PROVIDED DATA
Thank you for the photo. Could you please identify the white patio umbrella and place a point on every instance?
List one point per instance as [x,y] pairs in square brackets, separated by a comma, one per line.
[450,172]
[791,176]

...

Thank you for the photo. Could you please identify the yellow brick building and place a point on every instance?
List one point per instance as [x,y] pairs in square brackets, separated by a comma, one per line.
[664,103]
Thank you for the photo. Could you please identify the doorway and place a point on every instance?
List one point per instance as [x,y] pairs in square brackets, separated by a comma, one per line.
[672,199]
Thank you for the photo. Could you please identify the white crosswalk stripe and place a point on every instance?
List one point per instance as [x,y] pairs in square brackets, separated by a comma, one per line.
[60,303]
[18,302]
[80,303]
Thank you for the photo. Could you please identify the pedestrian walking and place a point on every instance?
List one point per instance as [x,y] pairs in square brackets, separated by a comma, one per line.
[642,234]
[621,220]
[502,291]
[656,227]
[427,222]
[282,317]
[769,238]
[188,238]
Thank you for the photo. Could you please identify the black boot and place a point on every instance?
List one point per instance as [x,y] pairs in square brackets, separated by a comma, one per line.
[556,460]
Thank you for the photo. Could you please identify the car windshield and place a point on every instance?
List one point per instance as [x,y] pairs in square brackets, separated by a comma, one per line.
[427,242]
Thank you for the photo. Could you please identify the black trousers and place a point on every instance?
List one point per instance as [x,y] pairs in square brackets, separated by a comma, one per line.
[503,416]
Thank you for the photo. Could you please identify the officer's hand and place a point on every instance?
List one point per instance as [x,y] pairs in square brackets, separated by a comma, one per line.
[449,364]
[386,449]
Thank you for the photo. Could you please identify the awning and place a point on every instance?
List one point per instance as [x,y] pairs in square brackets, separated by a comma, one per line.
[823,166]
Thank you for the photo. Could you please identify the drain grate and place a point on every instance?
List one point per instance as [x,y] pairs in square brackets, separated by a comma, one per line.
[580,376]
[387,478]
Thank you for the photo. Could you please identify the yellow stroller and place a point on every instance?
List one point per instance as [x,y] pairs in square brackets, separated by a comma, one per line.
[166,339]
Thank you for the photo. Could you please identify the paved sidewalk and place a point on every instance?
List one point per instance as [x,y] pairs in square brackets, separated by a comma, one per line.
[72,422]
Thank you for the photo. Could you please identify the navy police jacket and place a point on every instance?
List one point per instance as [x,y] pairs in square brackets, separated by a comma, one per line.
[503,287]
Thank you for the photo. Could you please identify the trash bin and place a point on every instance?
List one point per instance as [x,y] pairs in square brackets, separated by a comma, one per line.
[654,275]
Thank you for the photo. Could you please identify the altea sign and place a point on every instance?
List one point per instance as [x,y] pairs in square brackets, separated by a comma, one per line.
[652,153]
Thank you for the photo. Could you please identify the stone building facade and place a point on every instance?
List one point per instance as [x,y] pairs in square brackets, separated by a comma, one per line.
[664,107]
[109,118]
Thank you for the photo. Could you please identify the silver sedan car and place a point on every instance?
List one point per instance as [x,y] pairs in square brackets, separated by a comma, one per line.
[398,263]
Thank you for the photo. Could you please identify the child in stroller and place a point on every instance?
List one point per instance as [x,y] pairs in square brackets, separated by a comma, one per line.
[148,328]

---

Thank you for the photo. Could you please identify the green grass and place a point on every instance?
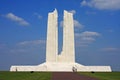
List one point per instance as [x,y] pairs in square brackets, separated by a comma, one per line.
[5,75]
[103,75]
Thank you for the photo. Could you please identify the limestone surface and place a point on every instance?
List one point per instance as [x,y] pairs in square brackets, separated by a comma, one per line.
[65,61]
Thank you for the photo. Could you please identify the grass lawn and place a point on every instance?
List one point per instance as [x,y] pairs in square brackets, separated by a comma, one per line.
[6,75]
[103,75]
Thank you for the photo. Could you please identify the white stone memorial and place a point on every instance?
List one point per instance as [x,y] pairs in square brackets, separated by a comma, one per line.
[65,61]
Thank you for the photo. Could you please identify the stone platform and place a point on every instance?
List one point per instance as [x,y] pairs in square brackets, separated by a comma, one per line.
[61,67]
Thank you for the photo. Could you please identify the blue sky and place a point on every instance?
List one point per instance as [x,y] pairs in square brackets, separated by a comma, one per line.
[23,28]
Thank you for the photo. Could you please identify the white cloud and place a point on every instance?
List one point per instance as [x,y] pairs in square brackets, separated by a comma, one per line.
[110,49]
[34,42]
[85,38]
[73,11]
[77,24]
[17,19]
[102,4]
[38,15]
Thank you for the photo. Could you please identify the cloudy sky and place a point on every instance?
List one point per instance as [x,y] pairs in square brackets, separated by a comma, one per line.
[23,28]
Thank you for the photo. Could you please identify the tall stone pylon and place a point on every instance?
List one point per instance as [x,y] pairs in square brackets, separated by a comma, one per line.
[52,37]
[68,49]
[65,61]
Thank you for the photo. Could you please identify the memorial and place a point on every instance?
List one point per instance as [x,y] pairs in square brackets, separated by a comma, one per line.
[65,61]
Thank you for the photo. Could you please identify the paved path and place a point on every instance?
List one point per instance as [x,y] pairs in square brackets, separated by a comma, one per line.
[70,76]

SET TASK
Locate each line above that contains the word "grass", and copy every one of those lines in full.

RESPONSE BELOW
Thank you for the photo. Could you please identify the green grass and place a point on every instance?
Thank you for the photo. Could you please identify the grass lawn and place a point on every instance?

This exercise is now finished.